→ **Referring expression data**
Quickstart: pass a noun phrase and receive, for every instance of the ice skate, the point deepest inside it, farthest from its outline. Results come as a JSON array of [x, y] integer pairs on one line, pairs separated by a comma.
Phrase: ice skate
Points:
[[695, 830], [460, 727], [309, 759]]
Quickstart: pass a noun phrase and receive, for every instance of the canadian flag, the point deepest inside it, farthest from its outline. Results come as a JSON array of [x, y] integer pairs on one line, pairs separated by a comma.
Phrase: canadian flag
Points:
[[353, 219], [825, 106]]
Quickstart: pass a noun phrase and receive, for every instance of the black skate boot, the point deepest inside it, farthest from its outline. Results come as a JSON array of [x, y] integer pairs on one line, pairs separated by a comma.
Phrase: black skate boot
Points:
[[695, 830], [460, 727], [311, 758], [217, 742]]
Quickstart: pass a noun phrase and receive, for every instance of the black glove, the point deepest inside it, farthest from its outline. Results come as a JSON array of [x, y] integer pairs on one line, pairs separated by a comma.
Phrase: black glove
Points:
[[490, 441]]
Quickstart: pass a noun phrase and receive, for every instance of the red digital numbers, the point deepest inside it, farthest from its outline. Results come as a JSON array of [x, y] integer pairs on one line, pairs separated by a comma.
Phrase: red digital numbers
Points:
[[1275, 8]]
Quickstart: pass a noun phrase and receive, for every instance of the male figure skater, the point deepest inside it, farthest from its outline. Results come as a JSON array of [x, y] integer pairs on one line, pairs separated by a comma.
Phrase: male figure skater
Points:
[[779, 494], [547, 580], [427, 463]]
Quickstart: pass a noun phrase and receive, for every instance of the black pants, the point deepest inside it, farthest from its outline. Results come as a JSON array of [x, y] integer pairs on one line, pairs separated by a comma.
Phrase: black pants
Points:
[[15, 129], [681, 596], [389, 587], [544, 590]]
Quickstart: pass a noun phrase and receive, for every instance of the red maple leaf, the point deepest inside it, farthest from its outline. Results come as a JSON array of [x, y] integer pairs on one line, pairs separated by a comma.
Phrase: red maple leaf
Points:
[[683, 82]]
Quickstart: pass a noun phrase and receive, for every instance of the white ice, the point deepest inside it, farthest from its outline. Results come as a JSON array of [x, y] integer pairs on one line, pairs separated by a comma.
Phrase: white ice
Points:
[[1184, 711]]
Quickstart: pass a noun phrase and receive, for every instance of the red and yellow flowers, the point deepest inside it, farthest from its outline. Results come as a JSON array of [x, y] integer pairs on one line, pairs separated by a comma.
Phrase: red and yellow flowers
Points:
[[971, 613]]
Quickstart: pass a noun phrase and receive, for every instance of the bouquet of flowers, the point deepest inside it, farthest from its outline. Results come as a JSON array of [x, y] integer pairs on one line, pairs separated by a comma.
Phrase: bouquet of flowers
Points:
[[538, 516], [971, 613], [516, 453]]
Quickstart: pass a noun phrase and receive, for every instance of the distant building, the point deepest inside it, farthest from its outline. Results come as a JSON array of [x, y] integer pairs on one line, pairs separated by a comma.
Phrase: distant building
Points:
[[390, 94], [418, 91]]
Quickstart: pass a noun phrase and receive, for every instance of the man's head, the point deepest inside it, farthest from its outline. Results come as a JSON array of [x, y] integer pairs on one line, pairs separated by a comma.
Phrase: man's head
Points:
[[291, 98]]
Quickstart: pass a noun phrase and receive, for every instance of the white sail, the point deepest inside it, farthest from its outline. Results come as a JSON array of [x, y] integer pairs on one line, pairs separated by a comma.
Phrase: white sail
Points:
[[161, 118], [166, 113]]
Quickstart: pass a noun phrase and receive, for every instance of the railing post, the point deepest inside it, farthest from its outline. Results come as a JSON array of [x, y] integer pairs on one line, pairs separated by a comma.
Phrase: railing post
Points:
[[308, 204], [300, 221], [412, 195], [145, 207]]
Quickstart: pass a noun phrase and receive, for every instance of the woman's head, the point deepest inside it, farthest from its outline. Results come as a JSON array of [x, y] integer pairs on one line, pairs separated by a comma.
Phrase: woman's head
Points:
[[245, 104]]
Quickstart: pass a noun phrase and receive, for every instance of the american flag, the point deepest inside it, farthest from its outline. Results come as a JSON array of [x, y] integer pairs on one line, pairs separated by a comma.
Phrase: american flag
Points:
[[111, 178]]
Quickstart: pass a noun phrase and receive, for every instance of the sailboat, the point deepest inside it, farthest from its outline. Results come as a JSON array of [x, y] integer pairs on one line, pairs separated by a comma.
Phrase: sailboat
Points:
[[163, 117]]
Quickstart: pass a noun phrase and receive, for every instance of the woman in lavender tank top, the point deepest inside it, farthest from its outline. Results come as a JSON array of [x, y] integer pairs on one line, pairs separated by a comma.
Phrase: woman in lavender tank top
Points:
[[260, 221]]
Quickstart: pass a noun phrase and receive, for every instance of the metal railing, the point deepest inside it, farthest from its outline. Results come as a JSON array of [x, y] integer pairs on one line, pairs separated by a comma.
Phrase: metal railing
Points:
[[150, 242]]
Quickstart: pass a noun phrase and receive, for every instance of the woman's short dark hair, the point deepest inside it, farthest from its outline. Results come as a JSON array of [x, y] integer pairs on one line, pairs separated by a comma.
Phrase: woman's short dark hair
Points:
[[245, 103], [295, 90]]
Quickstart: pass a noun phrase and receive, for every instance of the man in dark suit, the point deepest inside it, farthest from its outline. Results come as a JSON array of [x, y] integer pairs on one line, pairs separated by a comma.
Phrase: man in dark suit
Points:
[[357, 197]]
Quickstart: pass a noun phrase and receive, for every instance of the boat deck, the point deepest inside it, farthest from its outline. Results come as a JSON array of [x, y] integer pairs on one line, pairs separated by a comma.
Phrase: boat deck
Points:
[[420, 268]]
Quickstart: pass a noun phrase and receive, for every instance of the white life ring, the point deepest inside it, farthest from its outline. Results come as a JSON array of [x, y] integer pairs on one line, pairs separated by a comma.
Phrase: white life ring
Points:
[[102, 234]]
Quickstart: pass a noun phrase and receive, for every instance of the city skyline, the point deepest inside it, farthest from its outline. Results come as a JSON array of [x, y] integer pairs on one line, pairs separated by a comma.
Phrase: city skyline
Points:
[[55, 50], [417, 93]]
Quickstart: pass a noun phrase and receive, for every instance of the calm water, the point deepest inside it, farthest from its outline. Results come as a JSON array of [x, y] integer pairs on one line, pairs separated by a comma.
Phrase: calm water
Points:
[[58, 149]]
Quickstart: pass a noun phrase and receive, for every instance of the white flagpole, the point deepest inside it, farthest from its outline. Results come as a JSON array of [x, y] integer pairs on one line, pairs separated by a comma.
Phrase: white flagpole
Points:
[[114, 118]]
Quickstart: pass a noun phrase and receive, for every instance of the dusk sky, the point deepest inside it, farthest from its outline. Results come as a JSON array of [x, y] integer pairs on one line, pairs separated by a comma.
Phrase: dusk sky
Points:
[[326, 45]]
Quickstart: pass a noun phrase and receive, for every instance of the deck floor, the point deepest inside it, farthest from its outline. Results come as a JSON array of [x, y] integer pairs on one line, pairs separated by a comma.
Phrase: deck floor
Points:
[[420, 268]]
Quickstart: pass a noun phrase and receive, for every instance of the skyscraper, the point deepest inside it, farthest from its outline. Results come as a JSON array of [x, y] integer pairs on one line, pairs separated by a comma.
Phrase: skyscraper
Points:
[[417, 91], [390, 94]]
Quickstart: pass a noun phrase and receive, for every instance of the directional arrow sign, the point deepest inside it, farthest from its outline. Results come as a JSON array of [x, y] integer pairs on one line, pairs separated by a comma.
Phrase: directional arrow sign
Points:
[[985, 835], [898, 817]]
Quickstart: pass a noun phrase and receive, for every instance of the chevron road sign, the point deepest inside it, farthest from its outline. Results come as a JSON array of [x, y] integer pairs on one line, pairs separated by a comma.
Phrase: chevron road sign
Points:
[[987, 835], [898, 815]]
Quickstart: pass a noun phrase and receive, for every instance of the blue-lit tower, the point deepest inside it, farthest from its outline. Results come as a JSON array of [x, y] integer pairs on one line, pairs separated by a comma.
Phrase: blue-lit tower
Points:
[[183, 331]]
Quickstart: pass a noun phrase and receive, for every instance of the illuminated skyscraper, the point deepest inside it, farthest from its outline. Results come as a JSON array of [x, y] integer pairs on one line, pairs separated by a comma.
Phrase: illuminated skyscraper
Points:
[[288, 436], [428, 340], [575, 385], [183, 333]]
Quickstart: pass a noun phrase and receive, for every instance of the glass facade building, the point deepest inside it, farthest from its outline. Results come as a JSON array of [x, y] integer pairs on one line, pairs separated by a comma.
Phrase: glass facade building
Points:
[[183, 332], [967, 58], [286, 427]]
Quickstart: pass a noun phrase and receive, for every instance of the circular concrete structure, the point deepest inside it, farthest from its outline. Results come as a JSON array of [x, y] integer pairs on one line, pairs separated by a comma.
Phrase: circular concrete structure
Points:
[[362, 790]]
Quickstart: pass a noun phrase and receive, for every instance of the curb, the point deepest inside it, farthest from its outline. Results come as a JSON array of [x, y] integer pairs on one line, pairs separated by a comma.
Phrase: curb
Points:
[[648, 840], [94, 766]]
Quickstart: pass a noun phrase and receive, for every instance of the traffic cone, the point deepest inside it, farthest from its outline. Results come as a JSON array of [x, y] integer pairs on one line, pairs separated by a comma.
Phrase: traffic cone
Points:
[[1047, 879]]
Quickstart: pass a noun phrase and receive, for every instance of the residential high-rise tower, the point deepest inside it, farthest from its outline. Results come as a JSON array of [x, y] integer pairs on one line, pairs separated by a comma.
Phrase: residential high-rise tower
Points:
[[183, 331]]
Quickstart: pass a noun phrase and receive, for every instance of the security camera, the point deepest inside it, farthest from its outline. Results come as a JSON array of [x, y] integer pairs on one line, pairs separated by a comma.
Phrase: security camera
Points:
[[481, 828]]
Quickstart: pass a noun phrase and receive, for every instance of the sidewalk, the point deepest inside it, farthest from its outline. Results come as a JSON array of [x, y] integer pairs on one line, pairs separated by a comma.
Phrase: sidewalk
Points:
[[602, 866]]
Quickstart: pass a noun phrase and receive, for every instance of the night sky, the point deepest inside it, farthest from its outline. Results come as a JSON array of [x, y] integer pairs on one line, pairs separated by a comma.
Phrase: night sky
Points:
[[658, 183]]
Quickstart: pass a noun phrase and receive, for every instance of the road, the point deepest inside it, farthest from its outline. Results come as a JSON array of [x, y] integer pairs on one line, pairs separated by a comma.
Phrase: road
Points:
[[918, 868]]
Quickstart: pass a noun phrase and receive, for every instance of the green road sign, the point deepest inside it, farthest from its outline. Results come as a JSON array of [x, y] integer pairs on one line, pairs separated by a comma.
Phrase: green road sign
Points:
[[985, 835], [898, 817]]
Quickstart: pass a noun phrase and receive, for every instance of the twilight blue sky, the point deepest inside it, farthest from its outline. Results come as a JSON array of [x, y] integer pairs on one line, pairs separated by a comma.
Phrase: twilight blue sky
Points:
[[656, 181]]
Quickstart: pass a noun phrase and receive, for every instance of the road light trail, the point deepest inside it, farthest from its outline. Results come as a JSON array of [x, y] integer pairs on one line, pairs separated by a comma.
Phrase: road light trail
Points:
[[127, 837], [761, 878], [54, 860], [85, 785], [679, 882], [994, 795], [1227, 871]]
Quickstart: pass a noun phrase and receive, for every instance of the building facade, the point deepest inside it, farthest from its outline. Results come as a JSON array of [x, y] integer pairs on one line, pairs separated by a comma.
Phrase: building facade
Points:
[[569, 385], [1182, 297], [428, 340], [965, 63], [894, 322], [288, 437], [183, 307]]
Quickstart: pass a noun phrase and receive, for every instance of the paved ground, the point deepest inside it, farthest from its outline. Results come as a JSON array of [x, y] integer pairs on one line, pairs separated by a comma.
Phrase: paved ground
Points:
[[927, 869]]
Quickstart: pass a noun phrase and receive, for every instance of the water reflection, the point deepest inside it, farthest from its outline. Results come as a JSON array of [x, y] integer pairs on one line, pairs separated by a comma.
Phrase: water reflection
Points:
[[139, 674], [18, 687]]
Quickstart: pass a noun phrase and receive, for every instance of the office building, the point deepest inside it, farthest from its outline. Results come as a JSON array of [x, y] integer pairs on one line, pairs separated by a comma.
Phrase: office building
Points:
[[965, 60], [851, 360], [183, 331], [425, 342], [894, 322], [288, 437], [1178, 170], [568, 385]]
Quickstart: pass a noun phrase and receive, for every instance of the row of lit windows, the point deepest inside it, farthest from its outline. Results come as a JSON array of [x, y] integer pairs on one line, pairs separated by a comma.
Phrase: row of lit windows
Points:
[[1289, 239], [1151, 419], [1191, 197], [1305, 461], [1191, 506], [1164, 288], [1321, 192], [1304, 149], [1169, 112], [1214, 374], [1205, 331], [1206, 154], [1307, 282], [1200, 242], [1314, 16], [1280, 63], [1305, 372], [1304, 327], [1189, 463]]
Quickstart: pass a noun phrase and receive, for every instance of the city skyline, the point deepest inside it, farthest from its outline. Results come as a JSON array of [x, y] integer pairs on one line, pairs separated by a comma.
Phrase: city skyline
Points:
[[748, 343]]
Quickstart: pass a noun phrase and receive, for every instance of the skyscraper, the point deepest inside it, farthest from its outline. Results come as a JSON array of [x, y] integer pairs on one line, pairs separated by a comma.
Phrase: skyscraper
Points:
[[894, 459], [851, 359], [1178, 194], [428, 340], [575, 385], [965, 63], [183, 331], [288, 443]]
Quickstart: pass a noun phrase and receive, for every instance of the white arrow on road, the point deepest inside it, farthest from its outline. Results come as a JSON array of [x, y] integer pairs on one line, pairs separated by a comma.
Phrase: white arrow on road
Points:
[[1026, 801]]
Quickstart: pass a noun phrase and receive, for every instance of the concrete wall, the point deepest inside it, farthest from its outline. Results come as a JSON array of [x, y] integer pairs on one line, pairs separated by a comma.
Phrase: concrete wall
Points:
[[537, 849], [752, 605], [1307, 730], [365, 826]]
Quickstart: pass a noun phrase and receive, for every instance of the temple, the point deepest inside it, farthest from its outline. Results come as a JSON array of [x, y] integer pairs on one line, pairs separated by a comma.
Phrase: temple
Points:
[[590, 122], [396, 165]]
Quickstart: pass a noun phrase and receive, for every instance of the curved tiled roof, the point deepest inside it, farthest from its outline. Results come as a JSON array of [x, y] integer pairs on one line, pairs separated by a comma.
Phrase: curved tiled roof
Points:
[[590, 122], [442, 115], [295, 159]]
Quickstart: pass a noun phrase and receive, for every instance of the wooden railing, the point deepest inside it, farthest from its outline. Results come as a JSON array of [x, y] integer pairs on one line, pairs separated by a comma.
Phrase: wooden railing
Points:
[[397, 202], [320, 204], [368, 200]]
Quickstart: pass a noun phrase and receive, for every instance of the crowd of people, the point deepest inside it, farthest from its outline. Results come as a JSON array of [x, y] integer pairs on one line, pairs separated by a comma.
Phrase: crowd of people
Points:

→ **Work task**
Precisely reproduce the lines of the entries, beginning at the first and ending at the one containing "black glove, the". Add nothing.

→ **Response to the exercise**
Quickstart: pass a noun phrase and receive, for every instance of the ice skate, the point deepest inside it, farthest from its outline. Results come as a JSON array of [x, y] integer pairs on one line, pairs separated by a comma.
Phrase: ice skate
Points:
[[695, 830], [460, 727], [309, 759]]
Quickstart: pass a noun phrase and receive, for every instance of the canadian flag, the point deepest inside it, farthest from its outline. Results come as a JSON array of [x, y] integer pairs on one line, pairs separated by a comma.
Phrase: canadian flag
Points:
[[353, 219], [825, 106]]
Quickstart: pass a noun phrase and receive, for every instance of the black skate boot, the point deepest inside it, farthest from its outline. Results come as a JSON array of [x, y] integer pairs on one line, pairs separated by a comma.
Phrase: black skate boot
Points:
[[695, 830], [460, 727], [311, 758], [217, 742]]
Quickstart: pass a noun phrase and receive, for every instance of the black glove, the point deepest inside it, farthest from its outline. Results come as a JSON array of [x, y] integer pairs on one line, pairs separated by a comma.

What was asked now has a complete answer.